Estávamos em 1996 e Donald Trump seguia a bordo do seu jato privado. Ao seu lado estava Eric, o filho, então com 13 anos, que foi incumbido da tarefa de colocar a cassete VHS no leitor. A escolha daquele que é hoje o presidente eleito dos EUA recaiu sobre “Força Destruidora”, o filme de ação de 1988 com Jean-Claude Van Damme no papel principal.
“É um filme incrível. É fantástico”, disse Trump, que seguia acompanhado de um jornalista da “The New Yorker”, que relatou a experiência num perfil. Mas o norte-americano não viu o filme como o resto das pessoas. Sob as ordens do pai, Eric carregava regularmente no botão para avançar, de forma a saltar os diálogos — e ir diretamente às cenas de pancadaria. O objetivo passava por “reduzir o filme das suas duas horas a apenas 45 minutos”.
Nos últimos 30 anos, a veia cinéfila de Donald Trump — que esta quarta-feira, 6 de novembro, foi declarado vencedor nas presidenciais americanas e regressa assim ao cargo que perdeu nas eleições de 2020 — parece não ter mudado muito. Num comício das últimas eleições gerais, comentou o resultado dos Óscares desse ano, que apelidou de “terríveis”.
“O vencedor foi um filme da Coreia do Sul [“Parasitas”]. Mas que raio é isso? Foi bom? Não sei. Deviam ter dado o troféu ao ‘E Tudo o Vento Levou’. Tragam esse filme de volta, por favor”, reclamou. A menção à obra de 1939 não chocou os críticos, sobretudo dadas as polémicas recentes sobre a obra, criticada pelos retratos estereotipados de personagens negras.

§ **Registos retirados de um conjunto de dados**
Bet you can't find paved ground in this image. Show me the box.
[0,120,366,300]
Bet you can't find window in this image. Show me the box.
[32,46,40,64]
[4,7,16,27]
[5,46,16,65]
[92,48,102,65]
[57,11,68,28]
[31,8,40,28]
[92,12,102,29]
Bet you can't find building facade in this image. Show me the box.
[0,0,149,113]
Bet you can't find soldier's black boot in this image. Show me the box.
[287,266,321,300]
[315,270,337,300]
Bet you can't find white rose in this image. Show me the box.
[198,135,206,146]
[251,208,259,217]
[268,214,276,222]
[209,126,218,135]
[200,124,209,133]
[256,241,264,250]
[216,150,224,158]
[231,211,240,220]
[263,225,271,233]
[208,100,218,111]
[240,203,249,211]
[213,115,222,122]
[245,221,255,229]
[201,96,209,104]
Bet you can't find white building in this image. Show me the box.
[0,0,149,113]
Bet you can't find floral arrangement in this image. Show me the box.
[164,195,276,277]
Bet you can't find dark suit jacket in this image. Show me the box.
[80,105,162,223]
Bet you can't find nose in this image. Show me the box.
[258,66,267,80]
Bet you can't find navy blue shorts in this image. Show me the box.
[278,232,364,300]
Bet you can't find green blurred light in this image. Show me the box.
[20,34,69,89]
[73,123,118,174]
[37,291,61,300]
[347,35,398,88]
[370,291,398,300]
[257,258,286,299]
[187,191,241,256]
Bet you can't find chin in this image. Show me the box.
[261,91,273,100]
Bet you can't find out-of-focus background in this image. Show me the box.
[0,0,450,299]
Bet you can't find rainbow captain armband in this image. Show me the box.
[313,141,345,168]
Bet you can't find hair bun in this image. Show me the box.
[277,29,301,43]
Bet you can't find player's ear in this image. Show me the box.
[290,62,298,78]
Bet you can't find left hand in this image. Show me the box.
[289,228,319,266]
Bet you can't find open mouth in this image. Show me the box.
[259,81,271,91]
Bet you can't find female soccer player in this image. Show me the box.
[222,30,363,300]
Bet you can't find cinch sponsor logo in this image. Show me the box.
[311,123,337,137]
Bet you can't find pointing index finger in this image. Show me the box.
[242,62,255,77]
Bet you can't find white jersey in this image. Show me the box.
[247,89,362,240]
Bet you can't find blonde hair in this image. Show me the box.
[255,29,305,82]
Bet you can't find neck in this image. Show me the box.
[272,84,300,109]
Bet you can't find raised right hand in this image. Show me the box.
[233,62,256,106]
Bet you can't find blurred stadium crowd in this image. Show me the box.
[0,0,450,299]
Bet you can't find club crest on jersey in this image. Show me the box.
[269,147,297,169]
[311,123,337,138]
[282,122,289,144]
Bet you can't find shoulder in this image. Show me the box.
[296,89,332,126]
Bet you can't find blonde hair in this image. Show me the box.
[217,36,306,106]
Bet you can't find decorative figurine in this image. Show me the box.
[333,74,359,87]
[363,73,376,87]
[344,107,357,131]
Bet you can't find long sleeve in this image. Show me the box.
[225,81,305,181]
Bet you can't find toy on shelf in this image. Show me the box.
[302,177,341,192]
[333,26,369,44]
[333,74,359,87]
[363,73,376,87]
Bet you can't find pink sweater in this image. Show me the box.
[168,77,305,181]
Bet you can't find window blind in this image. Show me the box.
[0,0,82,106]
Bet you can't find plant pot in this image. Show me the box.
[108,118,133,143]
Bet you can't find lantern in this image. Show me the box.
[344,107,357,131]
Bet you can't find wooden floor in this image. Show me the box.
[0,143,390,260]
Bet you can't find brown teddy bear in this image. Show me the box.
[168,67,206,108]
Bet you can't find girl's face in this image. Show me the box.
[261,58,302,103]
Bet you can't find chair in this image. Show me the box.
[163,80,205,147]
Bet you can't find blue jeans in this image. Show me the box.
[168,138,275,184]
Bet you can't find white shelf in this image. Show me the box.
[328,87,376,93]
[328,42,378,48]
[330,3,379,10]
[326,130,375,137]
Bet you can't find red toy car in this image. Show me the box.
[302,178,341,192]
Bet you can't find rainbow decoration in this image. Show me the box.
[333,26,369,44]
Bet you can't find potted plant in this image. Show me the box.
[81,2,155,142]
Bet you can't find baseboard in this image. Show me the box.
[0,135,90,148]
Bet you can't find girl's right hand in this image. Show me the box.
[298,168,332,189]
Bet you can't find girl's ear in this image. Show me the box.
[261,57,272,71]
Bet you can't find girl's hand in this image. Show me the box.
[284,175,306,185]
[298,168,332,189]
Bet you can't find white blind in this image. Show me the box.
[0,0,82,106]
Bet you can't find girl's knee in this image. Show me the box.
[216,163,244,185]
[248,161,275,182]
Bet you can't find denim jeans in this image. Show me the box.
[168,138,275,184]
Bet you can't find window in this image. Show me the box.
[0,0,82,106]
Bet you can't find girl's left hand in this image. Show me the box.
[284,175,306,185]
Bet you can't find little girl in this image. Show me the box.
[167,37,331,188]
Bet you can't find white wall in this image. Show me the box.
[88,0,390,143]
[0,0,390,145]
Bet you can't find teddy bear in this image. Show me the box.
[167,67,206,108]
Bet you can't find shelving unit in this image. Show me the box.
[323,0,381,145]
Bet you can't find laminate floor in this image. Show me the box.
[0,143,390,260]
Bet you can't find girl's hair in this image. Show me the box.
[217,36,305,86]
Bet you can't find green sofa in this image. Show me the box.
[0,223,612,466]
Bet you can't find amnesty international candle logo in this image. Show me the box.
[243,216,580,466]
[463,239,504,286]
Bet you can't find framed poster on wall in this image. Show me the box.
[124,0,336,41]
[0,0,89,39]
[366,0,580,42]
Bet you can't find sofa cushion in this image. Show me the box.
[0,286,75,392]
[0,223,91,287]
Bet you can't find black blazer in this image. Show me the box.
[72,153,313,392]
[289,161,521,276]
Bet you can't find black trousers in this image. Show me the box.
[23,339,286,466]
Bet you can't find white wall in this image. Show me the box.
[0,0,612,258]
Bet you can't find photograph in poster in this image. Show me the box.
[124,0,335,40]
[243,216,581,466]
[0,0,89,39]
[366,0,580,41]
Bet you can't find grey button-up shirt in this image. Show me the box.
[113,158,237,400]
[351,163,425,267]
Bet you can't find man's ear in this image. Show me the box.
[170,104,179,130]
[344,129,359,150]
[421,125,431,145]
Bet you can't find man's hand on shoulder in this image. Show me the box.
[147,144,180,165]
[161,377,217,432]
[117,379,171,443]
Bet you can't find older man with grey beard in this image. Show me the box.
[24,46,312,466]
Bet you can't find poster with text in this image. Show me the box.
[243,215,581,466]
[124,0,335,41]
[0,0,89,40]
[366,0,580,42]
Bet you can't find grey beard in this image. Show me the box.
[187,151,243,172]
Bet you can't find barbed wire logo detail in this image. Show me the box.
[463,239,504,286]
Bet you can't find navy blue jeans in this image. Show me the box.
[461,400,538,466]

§ **O QUE FAZER**
Reproduza o excerto sobre os gostos de Donald Trump em cinema, desde “Nos últimos 30” até “de personagens negras.”. Os itens não são precisos para nada.

§ **A RESPOSTA**
Nos últimos 30 anos, a veia cinéfila de Donald Trump — que esta quarta-feira, 6 de novembro, foi declarado vencedor nas presidenciais americanas e regressa assim ao cargo que perdeu nas eleições de 2020 — parece não ter mudado muito. Num comício das últimas eleições gerais, comentou o resultado dos Óscares desse ano, que apelidou de “terríveis”.
“O vencedor foi um filme da Coreia do Sul [“Parasitas”]. Mas que raio é isso? Foi bom? Não sei. Deviam ter dado o troféu ao ‘E Tudo o Vento Levou’. Tragam esse filme de volta, por favor”, reclamou. A menção à obra de 1939 não chocou os críticos, sobretudo dadas as polémicas recentes sobre a obra, criticada pelos retratos estereotipados de personagens negras.